▶ _EXERCISE AIM_:
Pick out every line in the records below that contains the string "tractor", matching case exactly.
-- START DATA FOR THIS EXERCISE --
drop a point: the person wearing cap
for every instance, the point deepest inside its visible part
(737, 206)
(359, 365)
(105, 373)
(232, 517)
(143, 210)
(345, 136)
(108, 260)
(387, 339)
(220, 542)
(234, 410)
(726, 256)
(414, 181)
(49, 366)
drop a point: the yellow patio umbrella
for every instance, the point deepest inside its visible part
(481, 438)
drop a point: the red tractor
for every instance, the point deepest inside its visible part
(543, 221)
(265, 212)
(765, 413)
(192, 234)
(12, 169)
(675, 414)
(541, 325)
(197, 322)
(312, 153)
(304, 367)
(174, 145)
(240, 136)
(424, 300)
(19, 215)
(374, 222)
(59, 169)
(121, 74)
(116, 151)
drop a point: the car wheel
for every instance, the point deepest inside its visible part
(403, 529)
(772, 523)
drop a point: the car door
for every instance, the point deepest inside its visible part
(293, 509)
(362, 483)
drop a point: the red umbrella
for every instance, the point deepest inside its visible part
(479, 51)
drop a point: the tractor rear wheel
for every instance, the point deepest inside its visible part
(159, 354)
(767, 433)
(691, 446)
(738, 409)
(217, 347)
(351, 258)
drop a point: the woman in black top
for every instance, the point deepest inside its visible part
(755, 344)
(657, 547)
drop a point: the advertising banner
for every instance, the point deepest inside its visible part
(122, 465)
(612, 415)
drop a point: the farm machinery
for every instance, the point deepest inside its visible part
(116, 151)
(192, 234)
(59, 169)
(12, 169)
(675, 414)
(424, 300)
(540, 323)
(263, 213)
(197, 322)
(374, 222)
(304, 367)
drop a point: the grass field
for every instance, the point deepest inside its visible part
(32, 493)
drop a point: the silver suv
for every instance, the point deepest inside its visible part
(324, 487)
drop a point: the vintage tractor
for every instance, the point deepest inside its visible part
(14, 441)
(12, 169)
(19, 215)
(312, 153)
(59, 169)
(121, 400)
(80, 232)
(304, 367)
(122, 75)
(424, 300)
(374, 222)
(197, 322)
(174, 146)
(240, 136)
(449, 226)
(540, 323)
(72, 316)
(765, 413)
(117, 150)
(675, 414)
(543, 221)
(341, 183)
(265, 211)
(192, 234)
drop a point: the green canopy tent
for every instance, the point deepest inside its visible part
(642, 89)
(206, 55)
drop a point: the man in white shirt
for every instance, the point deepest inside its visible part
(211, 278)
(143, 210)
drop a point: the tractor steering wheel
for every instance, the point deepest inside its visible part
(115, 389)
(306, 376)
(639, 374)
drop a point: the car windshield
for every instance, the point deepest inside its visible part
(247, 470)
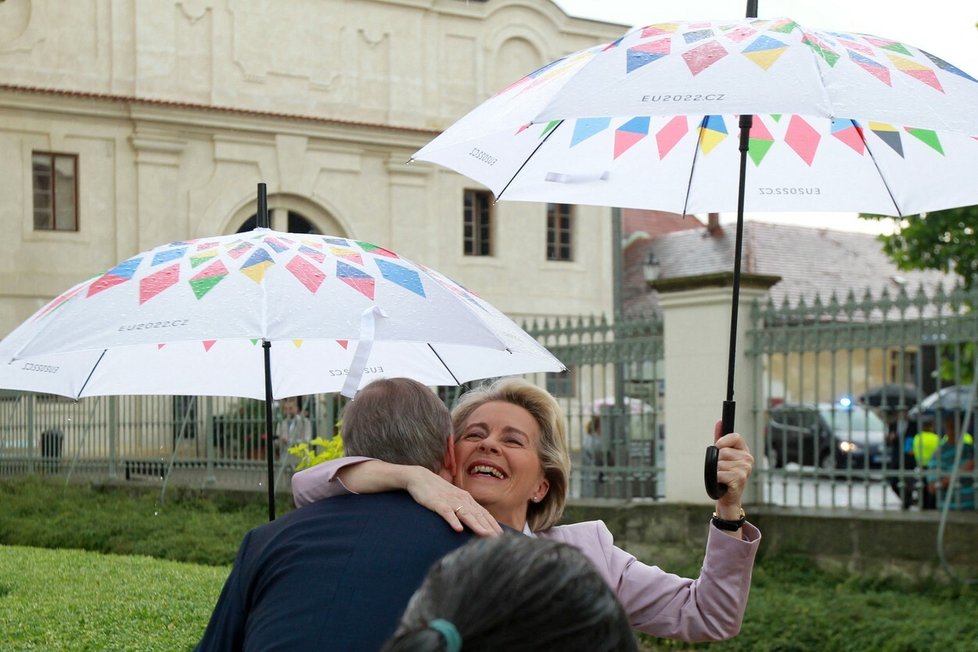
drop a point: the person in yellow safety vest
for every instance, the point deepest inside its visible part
-- END DATA FOR THIS EXERCISE --
-- START DATA FOR THIS EXERCISE --
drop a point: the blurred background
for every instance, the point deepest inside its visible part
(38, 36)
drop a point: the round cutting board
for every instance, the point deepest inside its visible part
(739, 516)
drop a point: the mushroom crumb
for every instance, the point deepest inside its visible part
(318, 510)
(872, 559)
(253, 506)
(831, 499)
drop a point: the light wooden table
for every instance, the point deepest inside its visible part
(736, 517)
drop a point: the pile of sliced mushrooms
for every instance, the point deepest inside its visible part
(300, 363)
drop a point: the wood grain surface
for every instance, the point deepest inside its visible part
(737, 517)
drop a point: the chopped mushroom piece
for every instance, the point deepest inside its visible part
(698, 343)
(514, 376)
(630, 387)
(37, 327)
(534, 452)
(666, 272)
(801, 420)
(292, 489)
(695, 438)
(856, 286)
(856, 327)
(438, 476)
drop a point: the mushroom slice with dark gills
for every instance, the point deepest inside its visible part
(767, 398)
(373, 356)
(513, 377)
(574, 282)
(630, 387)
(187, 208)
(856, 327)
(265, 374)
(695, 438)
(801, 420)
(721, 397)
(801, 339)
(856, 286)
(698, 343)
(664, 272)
-- END DATA FOR THIS EXERCISE --
▶ _RESPONSE BELOW_:
drop a point: the red tractor
drop a point: the tractor rear wheel
drop a point: the vintage tractor
drop a point: the tractor steering wheel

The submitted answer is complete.